## EXERCISE DESCRIPTION
Print, unchanged, only the part of the items below that opens with the line containing "Security feed analysis: the operator needs to locate man's head" and runs through the last line of the items.

## GIVEN RECORDS
----
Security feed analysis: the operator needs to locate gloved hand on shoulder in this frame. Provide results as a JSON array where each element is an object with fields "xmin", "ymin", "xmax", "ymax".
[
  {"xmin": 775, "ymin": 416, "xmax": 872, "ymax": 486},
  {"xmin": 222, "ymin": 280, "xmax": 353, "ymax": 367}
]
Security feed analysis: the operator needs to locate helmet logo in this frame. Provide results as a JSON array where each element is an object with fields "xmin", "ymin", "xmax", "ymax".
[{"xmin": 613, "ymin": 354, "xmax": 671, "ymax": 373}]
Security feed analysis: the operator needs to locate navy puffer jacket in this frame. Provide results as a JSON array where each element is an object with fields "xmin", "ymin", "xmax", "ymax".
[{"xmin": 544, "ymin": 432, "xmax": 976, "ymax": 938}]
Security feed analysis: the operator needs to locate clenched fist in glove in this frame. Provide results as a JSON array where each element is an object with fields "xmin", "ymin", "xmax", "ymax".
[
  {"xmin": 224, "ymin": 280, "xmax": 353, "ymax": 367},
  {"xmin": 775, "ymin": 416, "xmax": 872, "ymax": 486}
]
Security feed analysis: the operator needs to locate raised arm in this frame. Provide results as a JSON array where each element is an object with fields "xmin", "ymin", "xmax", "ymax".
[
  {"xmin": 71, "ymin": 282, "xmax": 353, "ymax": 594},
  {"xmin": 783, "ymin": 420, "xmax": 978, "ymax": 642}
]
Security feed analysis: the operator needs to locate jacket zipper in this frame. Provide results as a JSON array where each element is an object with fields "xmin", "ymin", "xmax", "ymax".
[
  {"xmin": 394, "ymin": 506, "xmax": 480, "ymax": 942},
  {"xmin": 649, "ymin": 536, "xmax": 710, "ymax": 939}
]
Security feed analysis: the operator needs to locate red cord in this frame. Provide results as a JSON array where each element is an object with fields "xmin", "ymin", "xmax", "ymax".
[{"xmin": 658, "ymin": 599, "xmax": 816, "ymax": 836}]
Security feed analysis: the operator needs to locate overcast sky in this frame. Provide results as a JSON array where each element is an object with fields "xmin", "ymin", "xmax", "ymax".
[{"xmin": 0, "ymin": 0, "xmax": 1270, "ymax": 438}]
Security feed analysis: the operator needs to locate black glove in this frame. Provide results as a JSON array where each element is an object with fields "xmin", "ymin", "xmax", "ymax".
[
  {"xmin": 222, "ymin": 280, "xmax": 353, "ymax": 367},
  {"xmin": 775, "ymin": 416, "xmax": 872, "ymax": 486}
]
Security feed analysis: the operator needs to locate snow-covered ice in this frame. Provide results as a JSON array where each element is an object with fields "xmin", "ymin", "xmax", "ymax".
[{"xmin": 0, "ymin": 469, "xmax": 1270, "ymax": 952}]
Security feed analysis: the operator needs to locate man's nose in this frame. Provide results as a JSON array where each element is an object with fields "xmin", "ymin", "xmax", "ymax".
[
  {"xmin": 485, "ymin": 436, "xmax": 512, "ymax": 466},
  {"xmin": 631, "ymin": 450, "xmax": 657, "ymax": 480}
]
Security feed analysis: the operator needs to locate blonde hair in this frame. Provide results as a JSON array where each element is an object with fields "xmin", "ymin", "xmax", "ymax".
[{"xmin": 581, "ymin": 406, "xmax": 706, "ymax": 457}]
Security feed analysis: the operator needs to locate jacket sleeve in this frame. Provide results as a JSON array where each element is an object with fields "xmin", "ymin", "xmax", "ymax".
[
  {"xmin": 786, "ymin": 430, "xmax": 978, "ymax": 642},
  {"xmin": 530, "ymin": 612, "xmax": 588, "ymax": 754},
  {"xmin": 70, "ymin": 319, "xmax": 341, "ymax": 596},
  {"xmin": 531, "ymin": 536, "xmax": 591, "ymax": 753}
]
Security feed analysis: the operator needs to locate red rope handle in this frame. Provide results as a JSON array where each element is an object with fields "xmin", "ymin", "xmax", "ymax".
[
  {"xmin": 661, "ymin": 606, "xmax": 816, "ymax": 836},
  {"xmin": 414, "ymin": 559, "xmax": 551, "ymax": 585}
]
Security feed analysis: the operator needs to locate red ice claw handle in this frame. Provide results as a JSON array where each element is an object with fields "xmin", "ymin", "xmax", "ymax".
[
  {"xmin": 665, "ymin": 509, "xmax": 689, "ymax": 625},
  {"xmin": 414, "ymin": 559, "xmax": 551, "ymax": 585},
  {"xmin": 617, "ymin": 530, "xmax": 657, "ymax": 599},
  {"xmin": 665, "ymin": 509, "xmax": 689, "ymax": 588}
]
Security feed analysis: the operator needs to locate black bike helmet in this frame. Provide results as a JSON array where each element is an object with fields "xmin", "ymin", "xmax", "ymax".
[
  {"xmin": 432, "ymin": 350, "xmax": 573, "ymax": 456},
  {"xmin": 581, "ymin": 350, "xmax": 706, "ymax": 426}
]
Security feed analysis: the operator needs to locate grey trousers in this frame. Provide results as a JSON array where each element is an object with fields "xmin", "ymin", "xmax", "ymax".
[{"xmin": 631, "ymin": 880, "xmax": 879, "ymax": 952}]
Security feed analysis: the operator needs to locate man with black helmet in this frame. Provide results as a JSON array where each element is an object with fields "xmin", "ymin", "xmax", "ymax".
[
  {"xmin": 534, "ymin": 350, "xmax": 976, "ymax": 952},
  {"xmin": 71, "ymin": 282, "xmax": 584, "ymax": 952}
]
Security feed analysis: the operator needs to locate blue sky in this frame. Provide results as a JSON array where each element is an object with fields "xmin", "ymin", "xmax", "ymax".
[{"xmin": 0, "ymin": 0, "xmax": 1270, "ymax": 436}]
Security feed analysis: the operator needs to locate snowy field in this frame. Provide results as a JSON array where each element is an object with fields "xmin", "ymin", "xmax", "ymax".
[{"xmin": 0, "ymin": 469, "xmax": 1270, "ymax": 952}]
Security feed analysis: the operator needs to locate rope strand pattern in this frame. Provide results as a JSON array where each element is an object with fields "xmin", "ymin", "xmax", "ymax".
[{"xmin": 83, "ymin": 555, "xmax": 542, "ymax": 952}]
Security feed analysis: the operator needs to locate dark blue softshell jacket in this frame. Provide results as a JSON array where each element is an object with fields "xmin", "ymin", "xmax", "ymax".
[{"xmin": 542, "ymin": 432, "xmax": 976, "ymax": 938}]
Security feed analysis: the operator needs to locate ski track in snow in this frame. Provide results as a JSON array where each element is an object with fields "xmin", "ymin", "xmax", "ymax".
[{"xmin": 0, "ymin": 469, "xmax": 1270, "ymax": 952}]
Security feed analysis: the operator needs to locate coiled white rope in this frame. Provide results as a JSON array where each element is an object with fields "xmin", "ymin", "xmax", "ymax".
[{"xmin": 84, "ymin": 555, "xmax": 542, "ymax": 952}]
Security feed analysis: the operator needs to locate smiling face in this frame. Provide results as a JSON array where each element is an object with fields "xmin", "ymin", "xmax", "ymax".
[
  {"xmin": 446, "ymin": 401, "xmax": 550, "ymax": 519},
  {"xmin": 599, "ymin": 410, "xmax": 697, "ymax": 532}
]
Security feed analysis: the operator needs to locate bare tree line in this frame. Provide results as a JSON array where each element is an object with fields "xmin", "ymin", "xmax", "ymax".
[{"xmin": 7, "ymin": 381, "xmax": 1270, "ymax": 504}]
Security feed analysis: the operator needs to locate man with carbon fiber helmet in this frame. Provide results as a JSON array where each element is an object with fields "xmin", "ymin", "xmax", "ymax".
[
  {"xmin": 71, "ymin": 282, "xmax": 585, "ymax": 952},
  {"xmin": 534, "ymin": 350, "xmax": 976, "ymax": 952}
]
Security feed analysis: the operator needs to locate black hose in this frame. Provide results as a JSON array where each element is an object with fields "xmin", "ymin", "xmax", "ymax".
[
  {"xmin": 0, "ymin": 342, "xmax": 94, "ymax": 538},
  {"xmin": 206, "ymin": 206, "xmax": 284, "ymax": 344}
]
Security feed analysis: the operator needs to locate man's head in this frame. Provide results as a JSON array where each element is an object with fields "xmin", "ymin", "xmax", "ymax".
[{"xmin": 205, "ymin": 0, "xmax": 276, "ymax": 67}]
----
## FINAL ANSWER
Security feed analysis: the operator needs to locate man's head in this frame. Provide results as a JSON array where each element is an object with fields "xmin", "ymin", "xmax", "ymax".
[{"xmin": 205, "ymin": 0, "xmax": 276, "ymax": 67}]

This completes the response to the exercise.